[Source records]
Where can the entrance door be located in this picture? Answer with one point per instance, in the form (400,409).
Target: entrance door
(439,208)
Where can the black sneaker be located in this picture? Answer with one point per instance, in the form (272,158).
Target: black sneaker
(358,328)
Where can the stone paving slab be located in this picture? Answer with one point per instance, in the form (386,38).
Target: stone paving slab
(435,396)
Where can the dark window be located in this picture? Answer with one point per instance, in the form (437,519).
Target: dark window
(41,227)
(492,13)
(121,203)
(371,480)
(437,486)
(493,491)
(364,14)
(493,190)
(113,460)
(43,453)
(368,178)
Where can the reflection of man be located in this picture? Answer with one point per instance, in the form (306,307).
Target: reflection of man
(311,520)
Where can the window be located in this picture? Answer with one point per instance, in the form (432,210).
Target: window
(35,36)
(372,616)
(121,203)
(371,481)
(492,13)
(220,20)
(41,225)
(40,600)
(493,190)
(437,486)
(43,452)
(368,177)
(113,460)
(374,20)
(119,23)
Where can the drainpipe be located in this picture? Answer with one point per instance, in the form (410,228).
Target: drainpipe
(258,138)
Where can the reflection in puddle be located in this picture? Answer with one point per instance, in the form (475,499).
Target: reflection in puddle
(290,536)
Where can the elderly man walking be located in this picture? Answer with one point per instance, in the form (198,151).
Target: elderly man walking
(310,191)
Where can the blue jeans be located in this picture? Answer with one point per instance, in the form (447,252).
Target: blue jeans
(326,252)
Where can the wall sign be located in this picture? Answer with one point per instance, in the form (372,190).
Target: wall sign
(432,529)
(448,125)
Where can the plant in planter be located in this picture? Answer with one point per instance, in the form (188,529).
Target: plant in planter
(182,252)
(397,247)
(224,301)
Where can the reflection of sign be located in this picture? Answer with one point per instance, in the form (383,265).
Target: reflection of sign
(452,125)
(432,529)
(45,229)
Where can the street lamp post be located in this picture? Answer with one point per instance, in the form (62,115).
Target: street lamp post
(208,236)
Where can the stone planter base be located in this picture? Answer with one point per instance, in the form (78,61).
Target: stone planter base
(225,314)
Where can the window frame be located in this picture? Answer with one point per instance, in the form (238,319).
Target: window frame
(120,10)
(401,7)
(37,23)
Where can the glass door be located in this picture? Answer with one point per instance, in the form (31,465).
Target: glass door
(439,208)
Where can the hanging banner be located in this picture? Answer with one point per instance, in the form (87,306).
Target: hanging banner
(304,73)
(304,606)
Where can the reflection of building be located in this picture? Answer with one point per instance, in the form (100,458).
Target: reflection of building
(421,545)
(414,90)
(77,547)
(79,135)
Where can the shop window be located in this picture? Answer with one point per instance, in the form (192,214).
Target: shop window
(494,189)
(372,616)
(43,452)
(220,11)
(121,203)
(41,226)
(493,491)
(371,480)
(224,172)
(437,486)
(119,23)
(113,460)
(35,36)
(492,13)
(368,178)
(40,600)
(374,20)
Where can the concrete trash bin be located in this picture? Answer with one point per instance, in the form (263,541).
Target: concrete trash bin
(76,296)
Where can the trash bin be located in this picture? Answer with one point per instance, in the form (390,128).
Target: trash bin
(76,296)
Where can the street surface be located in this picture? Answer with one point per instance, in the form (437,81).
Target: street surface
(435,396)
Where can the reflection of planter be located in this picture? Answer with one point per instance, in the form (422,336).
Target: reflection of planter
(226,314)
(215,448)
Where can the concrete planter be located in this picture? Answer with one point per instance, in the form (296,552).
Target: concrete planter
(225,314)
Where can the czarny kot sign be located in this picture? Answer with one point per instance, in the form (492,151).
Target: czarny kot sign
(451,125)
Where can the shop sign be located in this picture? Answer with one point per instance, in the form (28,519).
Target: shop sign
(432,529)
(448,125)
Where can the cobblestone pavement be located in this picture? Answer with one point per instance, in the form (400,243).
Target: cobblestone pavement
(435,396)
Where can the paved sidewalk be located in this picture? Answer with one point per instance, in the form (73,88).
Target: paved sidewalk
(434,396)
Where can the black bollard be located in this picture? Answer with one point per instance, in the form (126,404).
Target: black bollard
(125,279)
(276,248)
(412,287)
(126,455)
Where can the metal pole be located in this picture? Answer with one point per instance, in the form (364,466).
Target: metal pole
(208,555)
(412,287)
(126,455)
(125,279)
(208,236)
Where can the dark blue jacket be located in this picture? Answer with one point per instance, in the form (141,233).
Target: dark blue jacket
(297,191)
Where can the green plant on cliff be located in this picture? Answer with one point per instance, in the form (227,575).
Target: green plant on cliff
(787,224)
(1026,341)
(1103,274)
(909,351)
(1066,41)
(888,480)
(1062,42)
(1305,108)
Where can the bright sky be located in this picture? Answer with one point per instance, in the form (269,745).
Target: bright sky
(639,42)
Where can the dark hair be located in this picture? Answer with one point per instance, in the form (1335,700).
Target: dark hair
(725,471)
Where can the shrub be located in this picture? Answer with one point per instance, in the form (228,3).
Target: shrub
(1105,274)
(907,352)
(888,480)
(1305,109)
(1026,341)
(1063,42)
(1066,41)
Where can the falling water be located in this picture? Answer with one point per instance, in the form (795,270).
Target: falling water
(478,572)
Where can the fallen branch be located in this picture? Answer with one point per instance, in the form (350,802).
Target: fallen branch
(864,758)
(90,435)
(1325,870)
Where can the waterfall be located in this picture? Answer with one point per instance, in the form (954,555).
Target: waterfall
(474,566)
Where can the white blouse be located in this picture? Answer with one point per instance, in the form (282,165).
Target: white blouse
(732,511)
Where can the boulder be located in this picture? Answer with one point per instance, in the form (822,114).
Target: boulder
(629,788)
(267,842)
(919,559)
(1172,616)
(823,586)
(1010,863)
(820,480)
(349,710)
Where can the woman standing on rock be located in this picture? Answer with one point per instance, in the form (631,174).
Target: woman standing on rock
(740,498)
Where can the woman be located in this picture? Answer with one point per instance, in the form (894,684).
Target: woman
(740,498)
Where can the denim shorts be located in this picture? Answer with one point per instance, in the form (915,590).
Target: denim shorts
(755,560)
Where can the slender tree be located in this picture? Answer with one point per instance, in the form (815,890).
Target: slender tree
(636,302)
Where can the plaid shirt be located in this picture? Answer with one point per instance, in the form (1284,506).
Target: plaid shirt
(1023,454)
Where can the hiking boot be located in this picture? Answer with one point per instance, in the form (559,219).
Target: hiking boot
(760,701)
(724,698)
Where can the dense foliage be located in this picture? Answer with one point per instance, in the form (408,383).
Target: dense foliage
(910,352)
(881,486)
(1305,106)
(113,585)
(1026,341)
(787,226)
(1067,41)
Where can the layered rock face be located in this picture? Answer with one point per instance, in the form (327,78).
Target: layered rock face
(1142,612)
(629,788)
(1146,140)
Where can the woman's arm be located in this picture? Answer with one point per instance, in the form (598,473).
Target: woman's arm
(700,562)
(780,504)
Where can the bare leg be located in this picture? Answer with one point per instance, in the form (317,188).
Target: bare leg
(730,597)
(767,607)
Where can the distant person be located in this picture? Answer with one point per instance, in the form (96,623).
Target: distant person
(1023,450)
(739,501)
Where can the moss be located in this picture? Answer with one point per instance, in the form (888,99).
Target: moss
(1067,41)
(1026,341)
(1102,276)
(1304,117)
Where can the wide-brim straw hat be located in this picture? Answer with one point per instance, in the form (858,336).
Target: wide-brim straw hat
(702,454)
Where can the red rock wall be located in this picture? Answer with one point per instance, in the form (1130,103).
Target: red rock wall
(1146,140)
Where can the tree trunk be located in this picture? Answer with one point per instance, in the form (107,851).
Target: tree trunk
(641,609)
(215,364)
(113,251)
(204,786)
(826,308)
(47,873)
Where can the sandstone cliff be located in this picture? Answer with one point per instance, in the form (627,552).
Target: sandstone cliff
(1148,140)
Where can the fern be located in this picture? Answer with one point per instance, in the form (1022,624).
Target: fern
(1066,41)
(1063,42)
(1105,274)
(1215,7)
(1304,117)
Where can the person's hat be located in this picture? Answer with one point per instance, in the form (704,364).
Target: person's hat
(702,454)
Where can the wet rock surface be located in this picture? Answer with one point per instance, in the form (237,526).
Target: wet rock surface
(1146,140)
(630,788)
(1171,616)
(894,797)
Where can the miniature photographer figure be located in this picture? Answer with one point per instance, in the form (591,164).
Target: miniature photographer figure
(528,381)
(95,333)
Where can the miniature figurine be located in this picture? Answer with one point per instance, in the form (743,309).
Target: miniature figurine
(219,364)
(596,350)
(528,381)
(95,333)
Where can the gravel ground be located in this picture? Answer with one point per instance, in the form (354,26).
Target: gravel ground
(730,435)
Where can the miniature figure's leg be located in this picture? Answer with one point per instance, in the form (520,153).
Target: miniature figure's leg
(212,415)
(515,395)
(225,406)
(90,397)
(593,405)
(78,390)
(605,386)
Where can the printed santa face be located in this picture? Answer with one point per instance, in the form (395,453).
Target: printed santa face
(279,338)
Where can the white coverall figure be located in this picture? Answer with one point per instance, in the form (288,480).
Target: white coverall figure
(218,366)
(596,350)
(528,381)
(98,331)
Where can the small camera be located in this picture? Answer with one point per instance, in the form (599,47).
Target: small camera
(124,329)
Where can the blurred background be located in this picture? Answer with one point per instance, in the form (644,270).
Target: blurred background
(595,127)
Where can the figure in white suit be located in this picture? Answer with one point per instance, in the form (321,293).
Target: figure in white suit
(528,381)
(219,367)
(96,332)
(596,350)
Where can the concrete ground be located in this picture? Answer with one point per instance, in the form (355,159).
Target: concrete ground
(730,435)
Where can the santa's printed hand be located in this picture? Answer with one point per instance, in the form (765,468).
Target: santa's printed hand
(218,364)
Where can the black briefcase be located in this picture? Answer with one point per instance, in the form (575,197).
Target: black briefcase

### Exercise instructions
From the line that contains "Where can the miniature photographer" down to the last line of the listing above, repeat each line exactly, and include nothing else.

### Answer to this task
Where can the miniature photographer figure be located in this picture? Answer with one point per instance, in the form (591,164).
Target: miniature photographer figure
(528,381)
(95,333)
Where can the miniature figurine be located in this picture? Answer with one point per instance, in the form (743,309).
Target: miniature figurine
(219,364)
(596,350)
(528,381)
(95,333)
Where can the gravel ground be located in this picture? Answer with one point per instance, in the form (354,26).
Target: gravel ground
(730,435)
Where can the miniature figure's leg be located in this picture? Answer with one point per instance, in the form (520,153).
Target: miniature figure's leg
(212,415)
(515,395)
(225,406)
(90,397)
(593,405)
(78,390)
(605,386)
Where can the printed santa face be located in this picture? Answer with one point per instance, in the form (395,453).
Target: printed santa face
(279,338)
Where can the white coverall figure be located in this picture? Answer with one point per instance, in the form (288,480).
Target: white coverall figure
(218,366)
(596,350)
(528,381)
(98,331)
Where can the small camera be located in this picture? Answer with one point per instance, in the form (599,47).
Target: small camera
(124,329)
Where can the blurred background be located in this picture? Answer with one point per instance, in the form (644,270).
Target: blurred background
(595,127)
Where can the figure in white suit be located in this picture? Answer with one point per instance, in the form (321,293).
Target: figure in white suit
(528,381)
(219,367)
(96,332)
(596,350)
Where can the concrete ground be located in this picture? Answer with one point per instance, in the form (355,159).
Target: concrete ground
(730,435)
Where can the santa's printed hand be located in this picture? Answer with one point per instance, in the form (765,468).
Target: santa's printed hand
(218,364)
Where can the black briefcase be located in this picture? Answer with one point per instance, in the form (575,197).
Target: black briefcase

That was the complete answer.